* DOCUMENT EXTRACT
%%
# Running this notebook

**The visualizations in this notebook will run in [jupyter lab](https://github.com/jupyterlab/jupyterlab#installation), not jupyter notebook. Google colab is not supported either. VS Code notebooks _might_ work but that has not been tested.** See the fastplotlib supported frameworks for more info: https://github.com/fastplotlib/fastplotlib/#supported-frameworks 

In [None]:
from copy import deepcopy
import os

import numpy as np
import pandas as pd
import tifffile
from ipywidgets import IntSlider, VBox
import fastplotlib as fpl

from caiman.motion_correction import high_pass_filter_space
from caiman.summary_images import correlation_pnr

import mesmerize_core as mc
from mesmerize_core.arrays import LazyTiff
from mesmerize_viz import *

In [None]:
from mesmerize_core.caiman_extensions.cnmf import cnmf_cache

In [None]:
if os.name == "nt":
    # disable the cache on windows, this will be automatic in a future version
    cnmf_cache.set_maxsize(0)

In [None]:
# Mac users!
# temporary patch for Mac, won't be necessary in next release
# Thanks Ryan Ly for the PR! :D I need to dig into it more before merging
# conda_prefix_1_str = os.environ['CONDA_PREFIX'].replace(os.path.join(' ', 'envs', 'mescore')[1:], '')
%%
[Location labeling records]
%%
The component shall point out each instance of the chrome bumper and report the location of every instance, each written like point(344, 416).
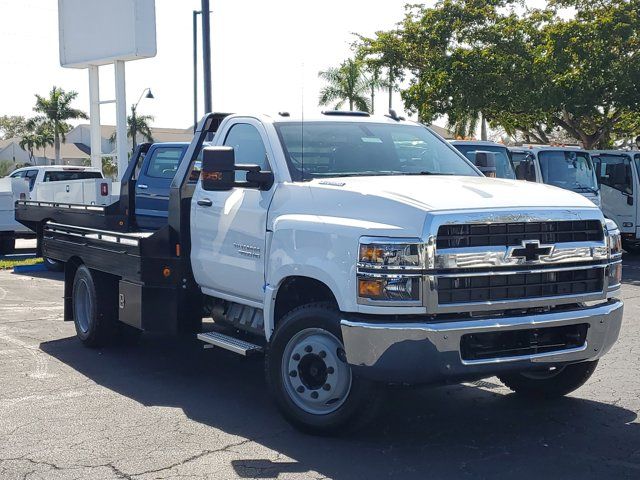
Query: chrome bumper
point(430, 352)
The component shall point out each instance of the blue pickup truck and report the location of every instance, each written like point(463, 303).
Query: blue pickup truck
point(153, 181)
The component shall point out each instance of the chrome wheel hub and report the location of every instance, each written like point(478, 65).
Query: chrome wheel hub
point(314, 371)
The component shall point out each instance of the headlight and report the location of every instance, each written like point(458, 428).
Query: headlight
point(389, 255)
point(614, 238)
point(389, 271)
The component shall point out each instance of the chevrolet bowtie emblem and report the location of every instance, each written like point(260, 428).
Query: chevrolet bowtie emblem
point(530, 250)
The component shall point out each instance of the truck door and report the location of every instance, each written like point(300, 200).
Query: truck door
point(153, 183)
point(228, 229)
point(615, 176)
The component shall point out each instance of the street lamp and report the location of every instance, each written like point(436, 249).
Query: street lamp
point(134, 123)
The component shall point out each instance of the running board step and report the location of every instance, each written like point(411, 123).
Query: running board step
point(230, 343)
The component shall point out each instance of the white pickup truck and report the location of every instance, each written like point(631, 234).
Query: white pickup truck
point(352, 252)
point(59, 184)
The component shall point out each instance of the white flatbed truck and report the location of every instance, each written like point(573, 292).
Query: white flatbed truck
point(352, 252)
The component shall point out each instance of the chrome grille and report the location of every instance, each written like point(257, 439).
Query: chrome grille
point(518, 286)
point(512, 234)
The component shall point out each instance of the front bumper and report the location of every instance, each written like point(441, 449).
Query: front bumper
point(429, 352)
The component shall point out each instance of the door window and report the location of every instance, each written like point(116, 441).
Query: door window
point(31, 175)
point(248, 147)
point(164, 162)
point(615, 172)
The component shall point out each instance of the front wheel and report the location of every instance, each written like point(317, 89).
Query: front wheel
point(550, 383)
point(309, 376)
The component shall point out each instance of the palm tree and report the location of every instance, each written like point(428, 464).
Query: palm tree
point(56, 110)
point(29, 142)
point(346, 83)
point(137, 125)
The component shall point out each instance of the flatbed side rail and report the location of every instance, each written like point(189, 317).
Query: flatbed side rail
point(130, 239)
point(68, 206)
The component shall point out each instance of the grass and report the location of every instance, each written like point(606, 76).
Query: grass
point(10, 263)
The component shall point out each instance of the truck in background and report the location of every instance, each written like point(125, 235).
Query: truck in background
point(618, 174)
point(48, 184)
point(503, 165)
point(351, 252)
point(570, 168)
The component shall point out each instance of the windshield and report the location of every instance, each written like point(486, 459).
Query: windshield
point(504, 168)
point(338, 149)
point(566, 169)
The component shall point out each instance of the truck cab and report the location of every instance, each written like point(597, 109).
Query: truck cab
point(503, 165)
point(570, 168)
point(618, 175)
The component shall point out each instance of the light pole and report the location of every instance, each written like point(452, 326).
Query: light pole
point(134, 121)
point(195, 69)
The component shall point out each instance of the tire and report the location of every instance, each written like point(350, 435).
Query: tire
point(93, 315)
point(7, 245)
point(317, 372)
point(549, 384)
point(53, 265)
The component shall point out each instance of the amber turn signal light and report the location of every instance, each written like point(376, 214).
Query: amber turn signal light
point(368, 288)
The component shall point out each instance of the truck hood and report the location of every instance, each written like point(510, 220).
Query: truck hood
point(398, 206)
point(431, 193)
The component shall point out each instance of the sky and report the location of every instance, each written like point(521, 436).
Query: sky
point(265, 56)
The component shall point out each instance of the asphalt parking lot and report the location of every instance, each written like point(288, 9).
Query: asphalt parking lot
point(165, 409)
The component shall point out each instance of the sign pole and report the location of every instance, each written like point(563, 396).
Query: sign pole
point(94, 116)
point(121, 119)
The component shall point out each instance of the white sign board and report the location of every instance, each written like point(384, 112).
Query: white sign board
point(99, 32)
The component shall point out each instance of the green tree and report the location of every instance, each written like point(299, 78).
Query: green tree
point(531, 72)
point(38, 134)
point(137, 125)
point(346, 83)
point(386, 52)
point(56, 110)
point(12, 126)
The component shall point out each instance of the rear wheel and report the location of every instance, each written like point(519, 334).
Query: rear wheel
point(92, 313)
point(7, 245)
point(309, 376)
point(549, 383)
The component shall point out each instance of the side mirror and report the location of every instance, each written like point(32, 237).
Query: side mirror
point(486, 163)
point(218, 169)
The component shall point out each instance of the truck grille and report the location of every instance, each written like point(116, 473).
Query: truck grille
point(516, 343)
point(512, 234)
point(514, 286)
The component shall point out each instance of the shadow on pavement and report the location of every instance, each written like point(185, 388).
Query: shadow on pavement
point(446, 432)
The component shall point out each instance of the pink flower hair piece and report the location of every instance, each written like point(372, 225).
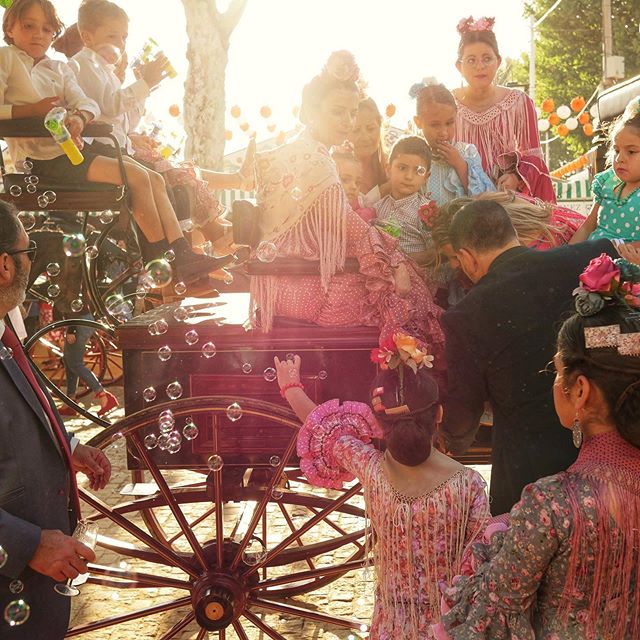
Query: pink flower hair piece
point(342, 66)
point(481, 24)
%%
* COMPLETE THE FOLLOWING
**1)** Say whether each statement agrees with the notebook setup text, answering yes or no and quoting the words from it that decide the matter: (a) Google Colab is supported for running the visualizations. (b) On Windows, the notebook disables the cache. (c) VS Code notebooks have been tested with these visualizations.
**2)** Pick up the notebook setup text after its last line and keep writing it in the same style.

* RESPONSES PER TASK
**1)**
(a) No: "Google colab is not supported either."
(b) Yes: "disable the cache on windows, this will be automatic in a future version"
(c) No: "that has not been tested"

**2)**
# os.environ['CONDA_PREFIX_1'] = conda_prefix_1_str

In [None]:
# This is just a pandas table display formatting option
pd.options.display.max_colwidth = 120

# Paths

`mesmerize-core` helps manage the outputs of caiman algorithms and organizes "parameter variants" - the output of a given combination of input data and algorithm parameters. In order to run the algorithms you must tell `mesmerize-core` where your _input data_ are located and decide on a **top level raw data directory**. For example consider the following directory structure of experimental data (you may organize your raw data however you wish, this is just an example). We can see that all the experimental data lies under `/data/group_name/my_name/exp_data`. Therefore we can use this `exp_data` dir as a `parent raw data path`. `mesmerize-core` will then only store the _relative_ paths to the raw data files, this allows you to move datasets between computers and filesystems. `mesmerize-core` does not store any hard file paths, only relative paths.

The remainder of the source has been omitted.